→ YOUR OBJECTIVE
Without the pictures, can you quote each line below exactly?

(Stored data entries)
▽
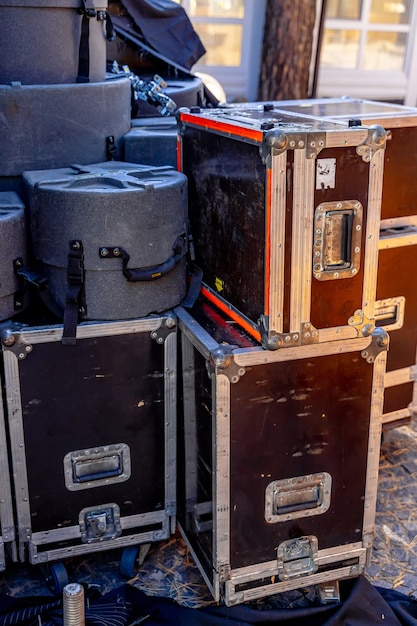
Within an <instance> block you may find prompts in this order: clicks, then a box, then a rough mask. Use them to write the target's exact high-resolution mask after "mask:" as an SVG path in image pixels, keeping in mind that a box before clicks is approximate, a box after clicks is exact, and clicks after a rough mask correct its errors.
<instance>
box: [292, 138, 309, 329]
mask: <svg viewBox="0 0 417 626" xmlns="http://www.w3.org/2000/svg"><path fill="white" fill-rule="evenodd" d="M306 160H307V157H306V151H305V149H304V150H294V175H293V180H294V181H295V182H296V184H295V185H293V187H294V197H293V207H292V241H291V285H290V305H291V306H290V328H289V332H290V333H296V332H300V331H301V307H302V300H303V298H302V296H303V293H304V290H303V287H304V284H303V278H304V272H303V271H302V269H301V271H300V267H299V266H300V263H301V264H304V262H305V258H304V252H305V251H304V245H303V244H304V228H305V224H304V221H305V215H304V211H305V207H304V203H305V197H304V177H305V162H306Z"/></svg>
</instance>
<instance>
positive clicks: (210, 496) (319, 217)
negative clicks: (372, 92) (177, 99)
mask: <svg viewBox="0 0 417 626" xmlns="http://www.w3.org/2000/svg"><path fill="white" fill-rule="evenodd" d="M179 125H180V137H181V139H180V153H179V161H180V164H181V168H182V171H183V172H184V173H185V174H186V175H187V177H188V189H189V217H190V229H191V234H192V237H193V243H194V249H195V262H196V266H197V267H198V268H199V269H200V270H201V271H202V281H203V283H202V290H201V291H202V301H201V302H199V303H198V305H197V306H196V307H194V309H193V310H191V311H189V312H186V311H184V310H179V311H178V313H177V314H178V317H179V320H180V331H181V332H180V335H181V343H182V358H183V362H182V377H183V396H184V416H183V420H184V424H183V457H182V458H183V460H182V461H181V462H180V467H181V464H182V463H184V464H185V471H184V474H183V477H182V478H181V480H180V485H181V484H183V483H184V490H183V493H182V495H181V497H180V499H179V524H180V528H181V531H182V533H183V536H184V538H185V540H186V541H187V543H188V545H189V547H190V549H191V551H192V553H193V554H194V556H195V559H196V561H197V563H198V564H199V566H200V570H201V572H202V574H203V576H204V577H205V579H206V581H207V584H208V585H209V587H210V589H211V591H212V593H213V596H214V597H215V598H216V599H218V600H222V601H224V602H225V603H226V604H236V603H239V602H243V601H246V600H253V599H255V598H260V597H263V596H267V595H270V594H273V593H277V592H280V591H285V590H290V589H295V588H301V587H306V586H310V585H317V586H318V588H319V589H320V590H321V593H322V598H323V599H324V600H331V599H332V598H333V599H334V597H337V586H338V581H339V580H340V579H343V578H347V577H351V576H356V575H358V574H359V573H361V572H363V571H364V568H365V565H366V562H367V560H368V559H369V556H370V551H371V547H372V541H373V533H374V522H375V505H376V490H377V475H378V463H379V445H380V436H381V426H382V420H381V416H382V403H383V386H384V373H385V367H386V351H387V347H388V335H387V333H386V331H385V330H384V329H383V328H377V326H376V323H375V301H376V283H377V263H378V240H379V224H380V210H381V193H382V177H383V167H384V152H385V144H386V132H385V130H384V129H383V127H382V126H381V125H374V124H370V125H365V124H364V125H361V124H353V125H352V126H351V127H348V126H347V125H346V124H344V123H339V122H333V121H329V120H327V119H317V120H313V119H309V120H306V119H305V118H303V117H302V116H298V115H297V114H291V113H288V114H287V113H285V112H282V111H280V110H278V109H277V108H276V107H274V106H273V105H268V104H263V103H258V104H255V105H247V106H245V105H243V106H242V107H225V108H224V109H217V110H215V111H201V110H192V111H186V110H184V111H182V112H180V115H179Z"/></svg>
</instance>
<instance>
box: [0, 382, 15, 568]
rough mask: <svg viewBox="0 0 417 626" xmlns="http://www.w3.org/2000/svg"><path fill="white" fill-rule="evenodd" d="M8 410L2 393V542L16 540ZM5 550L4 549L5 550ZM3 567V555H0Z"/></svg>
mask: <svg viewBox="0 0 417 626" xmlns="http://www.w3.org/2000/svg"><path fill="white" fill-rule="evenodd" d="M5 419H6V412H5V407H4V404H3V397H2V394H0V476H1V480H0V524H1V539H0V545H2V543H3V542H4V543H6V542H10V541H14V539H15V521H14V515H13V502H12V495H11V494H12V483H11V480H10V470H9V452H8V450H7V444H6V441H7V440H6V424H5ZM3 551H4V550H3ZM0 569H1V555H0Z"/></svg>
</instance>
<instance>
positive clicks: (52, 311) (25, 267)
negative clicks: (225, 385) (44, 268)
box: [13, 257, 64, 319]
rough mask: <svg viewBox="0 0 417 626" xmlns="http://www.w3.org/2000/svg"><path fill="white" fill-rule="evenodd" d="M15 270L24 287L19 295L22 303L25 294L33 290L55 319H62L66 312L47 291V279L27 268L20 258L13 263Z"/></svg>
mask: <svg viewBox="0 0 417 626" xmlns="http://www.w3.org/2000/svg"><path fill="white" fill-rule="evenodd" d="M13 268H14V272H15V274H16V276H17V277H18V278H19V280H20V281H21V285H22V287H21V289H20V295H19V299H20V302H21V303H23V299H24V294H25V293H27V292H28V291H29V289H33V290H35V291H36V292H37V293H38V295H39V297H40V298H41V300H42V302H43V303H44V304H45V305H46V307H47V308H48V309H49V310H50V311H51V313H53V314H54V315H55V317H57V318H59V319H62V316H63V313H64V311H63V309H62V308H61V307H60V306H59V304H58V303H57V302H56V301H55V300H54V298H53V297H52V296H51V294H50V293H49V291H48V289H47V287H48V281H47V279H46V278H45V277H44V276H41V275H40V274H38V273H37V272H35V271H34V270H32V269H30V268H28V267H25V265H24V263H23V259H22V258H21V257H18V258H17V259H15V260H14V261H13ZM16 308H20V307H16Z"/></svg>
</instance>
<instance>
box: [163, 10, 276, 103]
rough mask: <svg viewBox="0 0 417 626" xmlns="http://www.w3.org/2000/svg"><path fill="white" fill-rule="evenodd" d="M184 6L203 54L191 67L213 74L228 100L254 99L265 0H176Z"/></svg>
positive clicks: (256, 89) (241, 99)
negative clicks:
△
→ RESULT
Within an <instance> block you may find prompts in this order: clicks, then a box, then a rough mask. Use them to write the target's exact high-resolution mask after "mask:" as an SVG path in image pixels, keeping in mind that a box before clicks is approximate, a box after clicks is exact, and clicks after a rough mask correct its errors.
<instance>
box: [292, 138, 309, 329]
mask: <svg viewBox="0 0 417 626" xmlns="http://www.w3.org/2000/svg"><path fill="white" fill-rule="evenodd" d="M306 160H307V157H306V151H305V149H304V150H294V175H293V180H294V181H295V182H296V184H295V185H293V187H294V197H293V207H292V241H291V285H290V305H291V306H290V328H289V332H290V333H296V332H300V331H301V307H302V300H303V298H302V296H303V293H304V290H303V287H304V284H303V278H304V272H303V271H302V269H301V271H300V267H299V266H300V263H301V264H304V262H305V258H304V252H305V251H304V245H303V244H304V228H305V224H304V221H305V215H304V211H305V207H304V203H305V197H304V177H305V162H306Z"/></svg>
</instance>
<instance>
positive clicks: (210, 496) (319, 217)
negative clicks: (372, 92) (177, 99)
mask: <svg viewBox="0 0 417 626" xmlns="http://www.w3.org/2000/svg"><path fill="white" fill-rule="evenodd" d="M179 125H180V137H181V139H180V153H179V161H180V164H181V168H182V171H183V172H184V173H185V174H186V175H187V177H188V189H189V217H190V229H191V234H192V237H193V243H194V249H195V262H196V266H197V267H198V268H199V269H200V270H201V271H202V281H203V283H202V290H201V291H202V301H201V302H199V303H198V305H197V306H196V307H194V309H193V310H191V311H189V312H186V311H184V310H179V311H178V313H177V314H178V317H179V320H180V331H181V332H180V335H181V343H182V358H183V362H182V377H183V396H184V416H183V420H184V424H183V457H182V458H183V460H182V461H181V462H180V467H181V464H182V463H184V464H185V471H184V474H183V477H182V478H181V480H180V485H181V484H183V483H184V490H183V493H182V495H181V497H180V499H179V524H180V528H181V531H182V533H183V536H184V538H185V540H186V541H187V543H188V545H189V547H190V549H191V551H192V553H193V554H194V556H195V559H196V561H197V563H198V564H199V566H200V570H201V572H202V574H203V576H204V577H205V579H206V581H207V584H208V585H209V587H210V589H211V591H212V593H213V596H214V597H215V598H216V599H218V600H222V601H224V602H225V603H226V604H236V603H239V602H243V601H246V600H253V599H255V598H260V597H263V596H267V595H270V594H273V593H277V592H280V591H285V590H290V589H295V588H301V587H306V586H310V585H317V586H318V588H319V589H320V590H321V593H322V598H323V599H324V600H331V599H332V598H333V599H334V597H337V586H338V581H339V580H340V579H343V578H347V577H351V576H356V575H358V574H359V573H361V572H363V571H364V568H365V565H366V562H367V560H368V559H369V556H370V551H371V547H372V541H373V533H374V522H375V505H376V490H377V475H378V463H379V445H380V436H381V426H382V420H381V416H382V403H383V386H384V373H385V367H386V351H387V347H388V335H387V333H386V331H385V330H384V329H383V328H377V326H376V323H375V301H376V283H377V263H378V240H379V224H380V210H381V193H382V177H383V167H384V152H385V144H386V132H385V130H384V129H383V127H382V126H381V125H374V124H370V125H365V124H364V125H361V124H353V125H352V126H351V127H348V126H347V125H346V124H344V123H339V122H333V121H329V120H327V119H317V120H313V119H309V120H306V119H305V118H303V117H302V116H298V115H297V114H291V113H288V114H287V113H285V112H282V111H280V110H278V109H277V108H276V107H274V106H273V105H268V104H263V103H258V104H255V105H247V106H245V105H243V106H242V107H225V108H224V109H217V110H215V111H201V110H192V111H186V110H184V111H182V112H180V115H179Z"/></svg>
</instance>
<instance>
box: [0, 382, 15, 568]
rough mask: <svg viewBox="0 0 417 626" xmlns="http://www.w3.org/2000/svg"><path fill="white" fill-rule="evenodd" d="M8 410L2 393V542L16 540ZM5 550L4 549L5 550ZM3 567V555H0Z"/></svg>
mask: <svg viewBox="0 0 417 626" xmlns="http://www.w3.org/2000/svg"><path fill="white" fill-rule="evenodd" d="M5 419H6V412H5V407H4V404H3V397H2V394H0V476H1V480H0V524H1V539H0V545H2V543H3V542H4V543H6V542H10V541H14V539H15V521H14V515H13V502H12V495H11V494H12V483H11V480H10V470H9V452H8V450H7V444H6V441H7V440H6V424H5ZM3 551H4V550H3ZM0 569H1V555H0Z"/></svg>
</instance>
<instance>
positive clicks: (52, 311) (25, 267)
negative clicks: (225, 385) (44, 268)
box: [13, 257, 64, 319]
rough mask: <svg viewBox="0 0 417 626" xmlns="http://www.w3.org/2000/svg"><path fill="white" fill-rule="evenodd" d="M15 270L24 287L19 295L22 303L25 294L33 290L55 319H62L66 312L47 291V279L27 268L20 258L13 263Z"/></svg>
mask: <svg viewBox="0 0 417 626" xmlns="http://www.w3.org/2000/svg"><path fill="white" fill-rule="evenodd" d="M13 268H14V272H15V274H16V276H17V277H18V278H19V280H20V281H21V285H22V287H21V289H20V295H19V299H20V302H21V303H23V299H24V294H25V293H27V292H28V291H29V289H33V290H35V291H36V292H37V293H38V295H39V297H40V298H41V300H42V302H43V303H44V304H45V305H46V307H47V308H48V309H49V310H50V311H51V313H53V314H54V315H55V317H57V318H59V319H62V316H63V313H64V311H63V309H62V308H61V307H60V306H59V304H58V303H57V302H56V301H55V300H54V298H53V297H52V296H51V294H50V293H49V291H48V289H47V287H48V281H47V279H46V278H45V277H44V276H41V275H40V274H38V273H37V272H35V271H34V270H32V269H30V268H28V267H25V265H24V263H23V259H22V258H21V257H18V258H17V259H15V260H14V261H13ZM16 308H20V307H16Z"/></svg>
</instance>
<instance>
box: [163, 10, 276, 103]
rough mask: <svg viewBox="0 0 417 626" xmlns="http://www.w3.org/2000/svg"><path fill="white" fill-rule="evenodd" d="M184 6L203 54L191 67L213 74L228 100L254 99L265 0H176Z"/></svg>
positive clicks: (256, 89) (241, 99)
negative clicks:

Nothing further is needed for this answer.